● **THINGS TO DO**:
1. In the passage on Lundquist College management research, how many publications per faculty member did the Lundquist College produce?
2. Retype the passage on Lundquist College management research from "The Lundquist College is" up to and including "(like this one.)".

● **PASSAGE PROVIDED**:
"""
Lundquist College of Business management faculty are teaching at the highest levels and are out-researching some major names in academia, and doing so with smaller endowments and fewer faculty members.

During the past five years, the University of Oregon Department of Management is the eighth most productive department per capita, publishing in the field's top journals, according to Texas A&M/University of Georgia/National University of Singapore Rankings of Management Department Research Productivity. The rankings aggregate publications in the eight top-tier journals in management, by management faculty in U.S. business schools. The top 150 are ranked both by year and by five-year total.

The Lundquist College is the smallest department on the list—joining the likes of USC, Notre Dame, and the University of Pennsylvania among others.

In one illustrative example, the faculty at the University of Pennsylvania's Wharton School produced two publications per faculty member during the time period. For the Lundquist College, that number was 2.7.

In other words, these Ducks are busy.

When she isn't testifying before Congress Associate Professor of Management and Inman Research Scholar Lauren Lanahan is publishing in the American Economic Review and influencing conversations in the journal Nature (like this one.)
"""
● **RECORDED DATA**:
"""
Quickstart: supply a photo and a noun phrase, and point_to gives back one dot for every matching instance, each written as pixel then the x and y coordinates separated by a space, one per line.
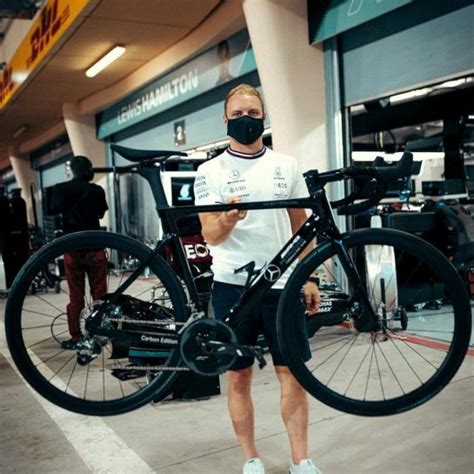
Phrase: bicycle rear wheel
pixel 424 314
pixel 103 375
"""
● **SOLUTION LIST**:
1. 2.7

2.
The Lundquist College is the smallest department on the list—joining the likes of USC, Notre Dame, and the University of Pennsylvania among others.

In one illustrative example, the faculty at the University of Pennsylvania's Wharton School produced two publications per faculty member during the time period. For the Lundquist College, that number was 2.7.

In other words, these Ducks are busy.

When she isn't testifying before Congress Associate Professor of Management and Inman Research Scholar Lauren Lanahan is publishing in the American Economic Review and influencing conversations in the journal Nature (like this one.)